>> START Records for the exercise

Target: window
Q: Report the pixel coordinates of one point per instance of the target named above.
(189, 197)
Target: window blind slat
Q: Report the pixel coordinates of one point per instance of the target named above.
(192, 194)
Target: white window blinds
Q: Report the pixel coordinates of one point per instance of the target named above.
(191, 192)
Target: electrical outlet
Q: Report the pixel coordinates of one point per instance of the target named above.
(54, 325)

>> END Records for the exercise

=== Work to be completed ===
Reproduce every one of the records above verbatim, line for line.

=== Result for this task ===
Target: window
Q: Report the pixel coordinates of one point per instance of the target named above.
(189, 197)
Target: window blind slat
Q: Report the pixel coordinates of one point per instance of the target named above.
(192, 194)
Target: white window blinds
Q: Report the pixel coordinates of one point per instance of the target named above.
(191, 192)
Target: electrical outlet
Q: Report the pixel coordinates of one point per instance of the target named above.
(54, 325)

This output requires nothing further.